- [Stored data entries]:
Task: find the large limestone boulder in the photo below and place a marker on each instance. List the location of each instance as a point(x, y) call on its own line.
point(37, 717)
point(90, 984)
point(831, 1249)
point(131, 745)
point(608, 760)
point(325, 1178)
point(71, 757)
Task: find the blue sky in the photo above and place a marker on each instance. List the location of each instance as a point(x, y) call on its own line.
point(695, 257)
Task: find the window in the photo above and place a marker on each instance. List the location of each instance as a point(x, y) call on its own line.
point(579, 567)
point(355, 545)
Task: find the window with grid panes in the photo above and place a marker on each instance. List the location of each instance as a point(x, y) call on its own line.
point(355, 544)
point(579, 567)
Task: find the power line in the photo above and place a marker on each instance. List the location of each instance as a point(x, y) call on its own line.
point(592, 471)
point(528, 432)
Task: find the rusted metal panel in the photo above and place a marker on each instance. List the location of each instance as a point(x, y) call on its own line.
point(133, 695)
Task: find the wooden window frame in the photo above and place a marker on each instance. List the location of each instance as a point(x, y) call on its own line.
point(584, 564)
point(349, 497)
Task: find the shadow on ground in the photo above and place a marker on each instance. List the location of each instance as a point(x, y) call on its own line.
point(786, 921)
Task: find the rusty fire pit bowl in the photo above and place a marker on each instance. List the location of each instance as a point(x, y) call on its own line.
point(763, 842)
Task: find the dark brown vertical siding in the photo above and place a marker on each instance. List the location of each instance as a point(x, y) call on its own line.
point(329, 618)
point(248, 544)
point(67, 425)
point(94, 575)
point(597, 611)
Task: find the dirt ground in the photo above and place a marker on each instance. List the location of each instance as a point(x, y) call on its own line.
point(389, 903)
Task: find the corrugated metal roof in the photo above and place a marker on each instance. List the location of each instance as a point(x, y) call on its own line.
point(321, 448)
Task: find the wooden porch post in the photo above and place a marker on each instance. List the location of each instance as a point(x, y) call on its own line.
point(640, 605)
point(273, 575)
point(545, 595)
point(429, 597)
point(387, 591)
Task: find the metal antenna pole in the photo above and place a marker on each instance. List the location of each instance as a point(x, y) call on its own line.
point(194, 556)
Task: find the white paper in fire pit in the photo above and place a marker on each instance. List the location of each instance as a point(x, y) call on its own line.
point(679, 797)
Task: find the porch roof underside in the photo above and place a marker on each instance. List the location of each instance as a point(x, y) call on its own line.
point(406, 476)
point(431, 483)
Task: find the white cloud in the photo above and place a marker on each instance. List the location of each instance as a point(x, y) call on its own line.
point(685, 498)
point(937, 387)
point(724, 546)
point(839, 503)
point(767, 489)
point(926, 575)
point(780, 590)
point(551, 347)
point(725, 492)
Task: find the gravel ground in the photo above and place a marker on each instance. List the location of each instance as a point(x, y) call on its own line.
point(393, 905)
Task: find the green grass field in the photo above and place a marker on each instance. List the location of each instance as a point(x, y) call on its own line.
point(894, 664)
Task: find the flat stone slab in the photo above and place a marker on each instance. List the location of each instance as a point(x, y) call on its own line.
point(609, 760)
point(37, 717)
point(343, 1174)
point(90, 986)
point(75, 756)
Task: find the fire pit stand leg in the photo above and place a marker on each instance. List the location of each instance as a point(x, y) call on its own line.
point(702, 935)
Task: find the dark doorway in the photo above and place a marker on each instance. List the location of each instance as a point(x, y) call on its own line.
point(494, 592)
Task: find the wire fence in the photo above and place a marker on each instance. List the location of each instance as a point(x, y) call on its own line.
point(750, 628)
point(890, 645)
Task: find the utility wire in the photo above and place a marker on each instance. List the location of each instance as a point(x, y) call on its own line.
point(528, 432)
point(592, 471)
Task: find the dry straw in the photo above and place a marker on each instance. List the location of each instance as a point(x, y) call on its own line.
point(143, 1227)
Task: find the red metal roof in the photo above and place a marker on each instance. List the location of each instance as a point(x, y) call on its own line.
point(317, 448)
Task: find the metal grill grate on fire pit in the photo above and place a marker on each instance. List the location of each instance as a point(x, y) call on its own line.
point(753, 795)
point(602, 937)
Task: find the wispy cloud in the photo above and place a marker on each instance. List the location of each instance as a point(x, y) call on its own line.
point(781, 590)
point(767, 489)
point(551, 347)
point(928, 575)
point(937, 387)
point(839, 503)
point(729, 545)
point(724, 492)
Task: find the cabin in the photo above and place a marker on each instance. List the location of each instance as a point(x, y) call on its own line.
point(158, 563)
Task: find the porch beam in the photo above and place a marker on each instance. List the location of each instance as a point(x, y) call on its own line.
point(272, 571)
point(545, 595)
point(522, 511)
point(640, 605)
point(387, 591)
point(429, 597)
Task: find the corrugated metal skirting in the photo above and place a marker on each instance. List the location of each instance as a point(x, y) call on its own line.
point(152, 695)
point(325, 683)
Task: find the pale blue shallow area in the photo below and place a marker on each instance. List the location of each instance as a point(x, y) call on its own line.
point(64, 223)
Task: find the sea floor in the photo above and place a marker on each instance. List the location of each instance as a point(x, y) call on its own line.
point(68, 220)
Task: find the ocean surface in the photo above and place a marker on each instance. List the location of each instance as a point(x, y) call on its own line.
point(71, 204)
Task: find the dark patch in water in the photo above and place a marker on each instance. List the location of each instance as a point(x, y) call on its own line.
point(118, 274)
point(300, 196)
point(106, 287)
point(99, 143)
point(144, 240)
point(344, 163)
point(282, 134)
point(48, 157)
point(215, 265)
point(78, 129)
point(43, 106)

- [What the task requires]: Word for word, write out each of the records above.

- [Exercise solution]:
Task: find the large limestone boulder in the photo below and place a marker on each instance. List the location of each instance as a point(x, y) call on its own line.
point(37, 717)
point(90, 984)
point(831, 1249)
point(131, 745)
point(608, 760)
point(325, 1178)
point(71, 757)
Task: find the blue sky in the photo above and place a marker on each instance. List the location of each instance as a point(x, y) call on its own line.
point(695, 257)
Task: find the window in the photo above and place a marker on each instance. List the location of each instance as a point(x, y) call on its own line.
point(579, 567)
point(355, 545)
Task: find the window with grid panes in the photo above and place a marker on each instance. List the location of each instance as a point(x, y) call on its own line.
point(355, 544)
point(579, 567)
Task: find the power line in the photo above and place a marker on each instance. List the location of each instance as a point(x, y) call on its own line.
point(592, 471)
point(528, 432)
Task: find the rusted metal panel in the photo above and place a marker on each instance. List the location of each instance as a point(x, y) call on its own line.
point(133, 695)
Task: find the wooden window frame in the photo above and place a marker on each instance. List the location of each instance as a point(x, y) call on its own line.
point(584, 564)
point(349, 497)
Task: find the shadow on ground in the photo above and place a marker on each instance. List the location of each instance as a point(x, y) call on its own line.
point(786, 921)
Task: find the rusty fire pit bowl in the photo above and place a marker on each instance. List the location of each instance as a point(x, y) call on its own line.
point(763, 842)
Task: find the dark brown vertical siding in the photo above and place a marker on each instance. List the location of each instance as a point(x, y) call on its own line.
point(329, 618)
point(248, 544)
point(67, 425)
point(94, 575)
point(597, 611)
Task: find the dirt ground in the photo above and place a marker on each instance. List the location of each instance as a point(x, y) call on its own line.
point(389, 903)
Task: find the corrugated metal roof in the photo above and place a marker on each instance. List the location of each instance as a point(x, y) call on its own line.
point(321, 448)
Task: find the wooden porch post in the photo above and place a marker on each instance. List the location of each instance as a point(x, y) call on its own line.
point(640, 605)
point(273, 575)
point(545, 595)
point(429, 597)
point(387, 591)
Task: find the metal antenna pole in the photo above and place a marker on each instance. List the location of each instance as a point(x, y) call on its own line.
point(194, 556)
Task: find the white paper in fire pit in the photo above and place a marker on each instance. List the location of each instance as a point(x, y) call on its own line.
point(679, 797)
Task: find the porch roof underside in the photo above and place a marker on each instance. List the location of each instance as a point(x, y) call on its own line.
point(406, 476)
point(431, 483)
Task: find the white cloud in the photo above and place a marker on each instance. List the location of each instance as a point(x, y) call on its own line.
point(685, 498)
point(937, 387)
point(724, 546)
point(839, 503)
point(767, 489)
point(926, 575)
point(780, 590)
point(551, 347)
point(725, 492)
Task: find the gravel ground in the photo above and place a marker on each instance. List the location of each instance as a point(x, y) call on its own line.
point(393, 905)
Task: find the green grass field in the photo above and place a marker on each instance. List the location of each instance as a point(x, y) call on its own line.
point(894, 664)
Task: find the flat stone slab in the photo above and place a marker on each instance. List the location of each instance as a point(x, y) call on its own line.
point(609, 760)
point(37, 717)
point(343, 1174)
point(90, 986)
point(75, 756)
Task: find the fire pit stand leg in the photo above and place a marker on each instance. List the location of each instance as a point(x, y) call on its own line.
point(702, 935)
Task: find the dark doorway in the photo above and place a marker on each instance. List the location of each instance as a point(x, y) call on its own line.
point(494, 592)
Task: find the wire fence in the photo above and place a marker on each instance. List the location of each instance as a point(x, y) call on its own line.
point(750, 628)
point(890, 645)
Task: find the utility wire in the photo above and place a marker on each instance. List the location of each instance as a point(x, y) call on its own line.
point(528, 432)
point(592, 471)
Task: find the dry straw in the photo above and place a marker on each instance. List the location of each instance as a point(x, y) call on its own line.
point(143, 1227)
Task: find the red metal roof in the photo above and place a marker on each instance. List the location of each instance as a point(x, y) call on its own line.
point(317, 448)
Task: find the metal grill grate on fire pit in the photo above and place a marker on each instance. List the location of each instance as a point(x, y) call on its own line.
point(753, 795)
point(602, 937)
Task: find the wispy cloud in the photo above and place a marker on each instance. List the location of each instance as a point(x, y) call on its own line.
point(781, 590)
point(767, 489)
point(551, 347)
point(928, 575)
point(937, 387)
point(839, 503)
point(729, 545)
point(724, 492)
Task: find the cabin in the photo above and place a marker on each instance. List the location of each instance as a point(x, y) call on its own line.
point(158, 563)
Task: find the porch beam in the photo above and place a marker on each instance. List the location of each instance as a point(x, y) call on its own line.
point(272, 571)
point(545, 595)
point(522, 511)
point(640, 605)
point(387, 591)
point(429, 597)
Task: find the corrugated metal skirting in the photo above and place a marker on each instance. List the location of each instance as a point(x, y) call on its own line.
point(152, 695)
point(325, 683)
Task: find the pale blue shallow area in the photo below and place a marker on each instance. List the location of each instance as a point(x, y) call on its own line.
point(64, 223)
Task: find the sea floor in the photo above and place a marker on each instance. List the location of each instance as a point(x, y) call on its own line.
point(68, 220)
Task: find the ocean surface in the photo above and place a marker on each instance. List the location of each instance as a point(x, y) call on its own line.
point(71, 204)
Task: find the dark patch in water in the photo above and place a marker on each instance. List the location of each instance as a point(x, y) call on its own line.
point(118, 274)
point(300, 196)
point(106, 287)
point(99, 143)
point(144, 240)
point(344, 163)
point(282, 134)
point(48, 157)
point(215, 265)
point(78, 129)
point(43, 106)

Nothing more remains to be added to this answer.